What needs to be done: Can you reproduce the data beneath, keeping every line exact?

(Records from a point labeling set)
· · · · · · ·
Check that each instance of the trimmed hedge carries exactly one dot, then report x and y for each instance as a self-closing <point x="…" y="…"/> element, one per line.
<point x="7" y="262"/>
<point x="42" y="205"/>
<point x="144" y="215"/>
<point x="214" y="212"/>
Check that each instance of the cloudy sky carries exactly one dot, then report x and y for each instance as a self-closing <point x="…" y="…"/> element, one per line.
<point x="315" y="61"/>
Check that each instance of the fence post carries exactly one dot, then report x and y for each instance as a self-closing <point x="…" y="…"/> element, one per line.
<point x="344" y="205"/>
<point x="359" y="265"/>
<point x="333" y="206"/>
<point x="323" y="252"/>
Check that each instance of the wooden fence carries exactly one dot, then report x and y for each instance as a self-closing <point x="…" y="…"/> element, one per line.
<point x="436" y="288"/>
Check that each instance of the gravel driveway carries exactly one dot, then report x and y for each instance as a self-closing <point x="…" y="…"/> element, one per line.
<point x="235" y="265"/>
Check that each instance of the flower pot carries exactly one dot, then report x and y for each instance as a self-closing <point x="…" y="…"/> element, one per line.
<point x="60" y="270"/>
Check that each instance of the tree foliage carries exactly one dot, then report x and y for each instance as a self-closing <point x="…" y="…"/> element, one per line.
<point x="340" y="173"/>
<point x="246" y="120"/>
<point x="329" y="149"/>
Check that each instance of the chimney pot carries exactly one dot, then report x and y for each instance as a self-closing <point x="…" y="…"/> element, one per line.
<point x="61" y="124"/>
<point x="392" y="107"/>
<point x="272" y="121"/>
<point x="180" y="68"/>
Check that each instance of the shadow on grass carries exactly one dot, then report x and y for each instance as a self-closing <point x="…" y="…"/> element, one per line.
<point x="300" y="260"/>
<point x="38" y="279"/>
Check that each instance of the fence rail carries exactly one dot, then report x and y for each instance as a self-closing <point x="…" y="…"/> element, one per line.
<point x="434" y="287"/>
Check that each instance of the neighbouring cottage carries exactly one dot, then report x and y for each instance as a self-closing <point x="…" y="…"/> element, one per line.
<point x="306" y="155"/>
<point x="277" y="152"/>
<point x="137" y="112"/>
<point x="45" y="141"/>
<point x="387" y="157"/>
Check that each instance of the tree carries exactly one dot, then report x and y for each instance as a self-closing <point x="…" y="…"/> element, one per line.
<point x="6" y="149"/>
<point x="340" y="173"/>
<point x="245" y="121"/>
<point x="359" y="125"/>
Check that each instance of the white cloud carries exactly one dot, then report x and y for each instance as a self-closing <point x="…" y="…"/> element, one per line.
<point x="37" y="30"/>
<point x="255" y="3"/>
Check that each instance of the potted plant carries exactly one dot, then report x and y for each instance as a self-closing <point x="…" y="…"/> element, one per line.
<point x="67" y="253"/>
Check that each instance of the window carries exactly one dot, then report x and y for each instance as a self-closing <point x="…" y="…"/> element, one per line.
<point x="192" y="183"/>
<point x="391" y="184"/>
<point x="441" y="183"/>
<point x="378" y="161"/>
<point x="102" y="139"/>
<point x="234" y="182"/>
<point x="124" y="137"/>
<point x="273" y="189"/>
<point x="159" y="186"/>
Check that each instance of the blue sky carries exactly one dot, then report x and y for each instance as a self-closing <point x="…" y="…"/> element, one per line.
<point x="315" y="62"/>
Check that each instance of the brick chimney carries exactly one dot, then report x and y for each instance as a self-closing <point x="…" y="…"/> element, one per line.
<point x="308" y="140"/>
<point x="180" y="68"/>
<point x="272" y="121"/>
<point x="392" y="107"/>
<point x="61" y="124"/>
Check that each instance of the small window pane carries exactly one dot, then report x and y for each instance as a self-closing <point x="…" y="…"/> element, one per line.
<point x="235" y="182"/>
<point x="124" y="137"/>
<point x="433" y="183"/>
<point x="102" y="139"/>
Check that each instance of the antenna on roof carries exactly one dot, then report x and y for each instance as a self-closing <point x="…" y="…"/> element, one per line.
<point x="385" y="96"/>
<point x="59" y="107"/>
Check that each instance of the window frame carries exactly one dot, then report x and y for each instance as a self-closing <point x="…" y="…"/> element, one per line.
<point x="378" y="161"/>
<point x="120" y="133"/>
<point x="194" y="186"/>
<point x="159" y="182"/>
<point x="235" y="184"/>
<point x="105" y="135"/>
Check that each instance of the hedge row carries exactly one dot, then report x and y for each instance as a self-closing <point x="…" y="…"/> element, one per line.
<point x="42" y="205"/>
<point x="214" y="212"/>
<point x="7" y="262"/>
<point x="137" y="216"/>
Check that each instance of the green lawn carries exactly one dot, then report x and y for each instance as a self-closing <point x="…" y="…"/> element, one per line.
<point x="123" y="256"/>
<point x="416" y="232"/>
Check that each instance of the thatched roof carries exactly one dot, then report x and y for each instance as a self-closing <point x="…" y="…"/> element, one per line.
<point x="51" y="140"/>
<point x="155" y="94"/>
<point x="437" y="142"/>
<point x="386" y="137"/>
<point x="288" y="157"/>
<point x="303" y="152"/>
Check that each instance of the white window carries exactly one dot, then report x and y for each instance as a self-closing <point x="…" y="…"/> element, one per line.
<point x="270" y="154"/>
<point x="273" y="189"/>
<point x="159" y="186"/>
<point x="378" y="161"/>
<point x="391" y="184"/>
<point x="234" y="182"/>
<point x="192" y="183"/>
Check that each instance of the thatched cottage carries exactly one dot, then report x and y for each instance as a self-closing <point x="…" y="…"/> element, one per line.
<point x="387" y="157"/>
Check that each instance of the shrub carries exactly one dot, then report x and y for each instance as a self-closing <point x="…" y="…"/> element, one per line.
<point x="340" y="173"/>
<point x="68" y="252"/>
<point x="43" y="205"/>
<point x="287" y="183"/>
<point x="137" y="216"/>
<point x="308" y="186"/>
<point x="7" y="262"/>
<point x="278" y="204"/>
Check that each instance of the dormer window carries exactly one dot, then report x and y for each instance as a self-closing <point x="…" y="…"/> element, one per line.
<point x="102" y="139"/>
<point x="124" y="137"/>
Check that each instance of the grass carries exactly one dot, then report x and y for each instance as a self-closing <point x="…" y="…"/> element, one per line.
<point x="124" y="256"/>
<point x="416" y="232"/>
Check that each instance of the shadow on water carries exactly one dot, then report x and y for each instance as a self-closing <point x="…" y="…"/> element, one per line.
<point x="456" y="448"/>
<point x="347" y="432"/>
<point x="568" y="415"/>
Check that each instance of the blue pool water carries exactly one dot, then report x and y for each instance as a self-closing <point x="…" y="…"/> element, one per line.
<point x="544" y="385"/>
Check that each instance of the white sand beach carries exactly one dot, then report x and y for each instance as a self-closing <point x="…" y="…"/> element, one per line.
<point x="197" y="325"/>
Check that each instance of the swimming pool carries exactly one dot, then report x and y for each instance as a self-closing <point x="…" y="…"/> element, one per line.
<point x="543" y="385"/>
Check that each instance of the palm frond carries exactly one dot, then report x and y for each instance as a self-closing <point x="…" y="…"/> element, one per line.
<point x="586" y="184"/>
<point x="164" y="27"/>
· · · · · · ·
Finished exercise:
Check that each instance of the trimmed hedge carries exactly one dot, then report x and y for each instance as a self-closing <point x="…" y="…"/> element, one per line.
<point x="7" y="262"/>
<point x="42" y="205"/>
<point x="144" y="215"/>
<point x="214" y="212"/>
Check that each instance of the cloudy sky carries exactly one dot, then report x and y for each instance as a self-closing <point x="…" y="…"/> element, one per line.
<point x="315" y="61"/>
Check that each instance of the fence post carries exactly one dot, then report x and y for each instance as a self-closing <point x="…" y="…"/> element, one per line.
<point x="344" y="205"/>
<point x="359" y="265"/>
<point x="333" y="206"/>
<point x="323" y="252"/>
Check that each instance of the wooden fence carries exactly one dot, then report x and y for each instance as a self-closing <point x="…" y="…"/> element, one per line.
<point x="436" y="288"/>
Check that each instance of the gravel driveway carries exactly one dot, then report x and y for each instance as a self-closing <point x="…" y="…"/> element, one per line.
<point x="235" y="265"/>
Check that each instance of the flower pot carries exactly one dot, then report x and y for each instance as a self-closing <point x="…" y="…"/> element, one per line.
<point x="60" y="270"/>
Check that each instance of the tree foliage carries exactly one dot, then report x and y for each instance as a self-closing <point x="…" y="…"/> element, one per line.
<point x="340" y="173"/>
<point x="246" y="120"/>
<point x="329" y="149"/>
Check that each instance of the chimney pot carries exactly one dot, then report x and y for each instance as a self-closing <point x="…" y="…"/> element, one per line.
<point x="61" y="124"/>
<point x="392" y="107"/>
<point x="272" y="121"/>
<point x="180" y="68"/>
Check that each instance of the shadow on grass carries exactly one dot, then report x and y for each instance as a self-closing <point x="…" y="…"/> element, one per line.
<point x="300" y="260"/>
<point x="38" y="279"/>
Check that each instance of the fence rail carries exactly one dot, then report x and y for each instance as a self-closing <point x="…" y="…"/> element, one per line.
<point x="434" y="287"/>
Check that each instance of the neighbouring cottage carries exactly one dot, then report x and y for each instance as a self-closing <point x="…" y="…"/> element, one per line.
<point x="306" y="155"/>
<point x="277" y="152"/>
<point x="137" y="112"/>
<point x="45" y="141"/>
<point x="387" y="157"/>
Check that each instance of the tree carries exactly one dot, then report x and y for each instance as a self-closing <point x="…" y="…"/> element, one per line.
<point x="6" y="149"/>
<point x="340" y="173"/>
<point x="245" y="121"/>
<point x="359" y="125"/>
Check that each instance of the white cloud carries exactly one dot, then report x and y for each instance as a self-closing <point x="…" y="…"/> element, one per line.
<point x="37" y="30"/>
<point x="255" y="3"/>
Check that each instance of the potted plant carries exactly one dot, then report x and y for each instance as a self-closing <point x="…" y="…"/> element, one per line.
<point x="67" y="253"/>
Check that each instance of the window carries exactly one dot, then report x and y for each instance as a self-closing <point x="…" y="…"/> element, one per line.
<point x="192" y="183"/>
<point x="391" y="184"/>
<point x="441" y="183"/>
<point x="378" y="161"/>
<point x="102" y="139"/>
<point x="234" y="182"/>
<point x="124" y="137"/>
<point x="273" y="189"/>
<point x="159" y="186"/>
Check that each instance of the blue sky carries exactly one dot, then report x and y for each instance as a self-closing <point x="…" y="…"/> element, one per line.
<point x="315" y="62"/>
Check that each instance of the brick chimney carries exactly one dot, then report x and y for each instance as a self-closing <point x="…" y="…"/> element, one per line.
<point x="308" y="140"/>
<point x="180" y="68"/>
<point x="272" y="121"/>
<point x="392" y="107"/>
<point x="61" y="124"/>
Check that each instance of the small window pane carries exactly one dot, then report x and y for each instance as a self-closing <point x="…" y="…"/> element, one per line.
<point x="235" y="182"/>
<point x="124" y="137"/>
<point x="433" y="183"/>
<point x="102" y="139"/>
Check that each instance of the antenna on roof carries exactly one dot, then report x and y for each instance as a self-closing <point x="…" y="…"/> element, one per line.
<point x="385" y="96"/>
<point x="59" y="107"/>
Check that each instance of the window frame carries exactly one dot, then report x and y for each instance as a self-closing <point x="…" y="…"/> element, one per line.
<point x="378" y="161"/>
<point x="120" y="133"/>
<point x="194" y="186"/>
<point x="159" y="182"/>
<point x="235" y="184"/>
<point x="105" y="135"/>
Check that each instance of the hedge row carries exactly one dot, then report x and y for each instance as a self-closing <point x="…" y="…"/> element, one per line.
<point x="42" y="205"/>
<point x="214" y="212"/>
<point x="7" y="262"/>
<point x="137" y="216"/>
Check that each instance of the green lawn carries exactly one dot, then report x and y for each instance as a self-closing <point x="…" y="…"/> element, one per line.
<point x="123" y="256"/>
<point x="416" y="232"/>
Check that each instance of the thatched roof carries exactly one dot, then report x and y for each instance as a self-closing <point x="…" y="…"/> element, one per line.
<point x="51" y="140"/>
<point x="155" y="94"/>
<point x="437" y="142"/>
<point x="386" y="137"/>
<point x="288" y="157"/>
<point x="303" y="152"/>
Check that each instance of the white window carries exactly one dot, then report x and y for each instance as a self-closing <point x="…" y="…"/> element, one per line.
<point x="270" y="154"/>
<point x="273" y="189"/>
<point x="159" y="186"/>
<point x="378" y="161"/>
<point x="391" y="184"/>
<point x="234" y="182"/>
<point x="192" y="183"/>
Check that each instance of the thatched cottage carries exactly one dot, then report x and y for each instance as a self-closing <point x="…" y="…"/> element, one per line.
<point x="387" y="157"/>
Check that each instance of the shrub carries exactly one dot, then report x and y for each instance as a self-closing <point x="…" y="…"/> element, one per line.
<point x="340" y="173"/>
<point x="68" y="252"/>
<point x="43" y="205"/>
<point x="287" y="183"/>
<point x="137" y="216"/>
<point x="308" y="186"/>
<point x="7" y="262"/>
<point x="278" y="204"/>
Check that each instance of the dormer window carries exactly one dot, then report x and y for each instance as a self-closing <point x="…" y="…"/> element, one per line.
<point x="102" y="139"/>
<point x="124" y="137"/>
Check that each instance of the grass carries exactly one dot, then report x and y for each instance as a self-closing <point x="…" y="…"/> element, one per line.
<point x="124" y="256"/>
<point x="416" y="232"/>
Check that each instance of the shadow on water carries exactly one dot, then report x and y for each instance as a self-closing <point x="…" y="…"/> element, one per line.
<point x="456" y="448"/>
<point x="347" y="432"/>
<point x="568" y="415"/>
Check that each instance of the blue pool water carries exactly one dot, then report x and y for each instance as a self-closing <point x="…" y="…"/> element, one per line.
<point x="544" y="385"/>
Check that each instance of the white sand beach carries exactly one dot, then report x and y for each instance as a self-closing <point x="…" y="…"/> element, one per line.
<point x="197" y="325"/>
Check that each instance of the swimming pool carries exactly one dot, then report x and y for each instance as a self-closing <point x="…" y="…"/> element, one per line.
<point x="543" y="385"/>
Check that each instance of the palm frond carries exactly one dot, then report x and y for each instance as a self-closing <point x="…" y="…"/> element, one per line.
<point x="586" y="184"/>
<point x="164" y="27"/>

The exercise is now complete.